─── SUPPLIED MATERIAL
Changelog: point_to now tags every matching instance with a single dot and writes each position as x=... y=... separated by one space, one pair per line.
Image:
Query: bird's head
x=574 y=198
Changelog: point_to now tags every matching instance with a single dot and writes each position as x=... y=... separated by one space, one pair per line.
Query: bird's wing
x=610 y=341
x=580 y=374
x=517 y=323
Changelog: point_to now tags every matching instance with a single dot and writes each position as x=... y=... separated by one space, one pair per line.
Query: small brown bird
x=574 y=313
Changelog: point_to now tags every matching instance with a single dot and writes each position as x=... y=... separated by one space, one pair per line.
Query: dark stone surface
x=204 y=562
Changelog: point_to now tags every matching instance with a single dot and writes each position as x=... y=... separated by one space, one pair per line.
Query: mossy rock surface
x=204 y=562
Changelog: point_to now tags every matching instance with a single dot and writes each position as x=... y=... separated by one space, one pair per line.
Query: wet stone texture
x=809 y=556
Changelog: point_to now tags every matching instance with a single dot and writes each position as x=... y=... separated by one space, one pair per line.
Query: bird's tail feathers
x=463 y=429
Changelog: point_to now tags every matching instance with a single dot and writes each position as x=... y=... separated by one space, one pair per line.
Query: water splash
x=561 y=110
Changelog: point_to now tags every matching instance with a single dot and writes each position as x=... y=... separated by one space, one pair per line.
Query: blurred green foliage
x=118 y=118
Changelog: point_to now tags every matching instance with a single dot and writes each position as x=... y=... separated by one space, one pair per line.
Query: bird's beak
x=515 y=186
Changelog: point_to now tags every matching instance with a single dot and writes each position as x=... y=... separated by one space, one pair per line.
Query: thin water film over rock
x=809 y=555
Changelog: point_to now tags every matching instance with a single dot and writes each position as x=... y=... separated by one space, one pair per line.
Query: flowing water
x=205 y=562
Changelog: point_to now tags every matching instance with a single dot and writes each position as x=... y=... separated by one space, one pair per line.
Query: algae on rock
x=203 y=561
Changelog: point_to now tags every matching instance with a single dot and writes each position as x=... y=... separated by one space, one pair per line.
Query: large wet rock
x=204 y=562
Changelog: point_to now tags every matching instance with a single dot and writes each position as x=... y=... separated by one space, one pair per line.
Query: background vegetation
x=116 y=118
──────
# TASK PROMPT
Your task is to restate every record exactly.

# EXERCISE RESPONSE
Changelog: point_to now tags every matching instance with a single dot and writes each position as x=... y=... separated by one space, one pair per line.
Image:
Query: bird's head
x=574 y=198
Changelog: point_to now tags every matching instance with a single dot and writes each position as x=... y=... separated by one space, one pair per line.
Query: bird's wing
x=610 y=341
x=580 y=374
x=517 y=323
Changelog: point_to now tags every matching instance with a single dot and writes each position as x=... y=... separated by one space, one pair per line.
Query: small brown bird
x=574 y=313
Changelog: point_to now tags every matching instance with a single dot and writes each position as x=... y=... separated by one space, one pair per line.
Query: dark stone surface
x=204 y=562
Changelog: point_to now tags every matching instance with a single dot and writes each position as x=... y=... separated by one space, one pair per line.
Query: mossy rock surface
x=204 y=562
Changelog: point_to now tags every matching instance with a single dot and writes each position as x=... y=... separated by one space, one pair per line.
Query: wet stone texture
x=809 y=556
Changelog: point_to now tags every matching instance with a single dot and writes each position as x=... y=... separated by one space, one pair per line.
Query: bird's tail feathers
x=463 y=429
Changelog: point_to now tags every matching instance with a single dot and writes each position as x=... y=... separated by one space, one pair per line.
Query: water splash
x=561 y=110
Changelog: point_to now tags every matching instance with a single dot and writes each position as x=... y=... separated by one space, one pair per line.
Query: blurred green foliage
x=118 y=118
Changelog: point_to now tags every matching instance with a single dot and writes each position as x=... y=... separated by one space, one pair per line.
Query: bird's beak
x=515 y=186
Changelog: point_to now tags every matching instance with a single dot and writes each position as x=... y=... separated by one space, one pair per line.
Query: thin water film over rock
x=809 y=555
Changelog: point_to now tags every matching instance with a single dot and writes each position as x=... y=... separated by one space, one pair per line.
Query: flowing water
x=205 y=562
Changelog: point_to now tags every matching instance with a single dot and writes each position as x=... y=... separated by one space, one pair per line.
Query: algae on rock
x=203 y=561
Changelog: point_to now tags every matching instance with a single dot and writes each position as x=... y=... separated by one space, one pair per line.
Query: large wet rock
x=204 y=562
Changelog: point_to now tags every matching instance with a single dot and writes each position as x=... y=... separated by one space, one pair per line.
Query: background vegetation
x=116 y=118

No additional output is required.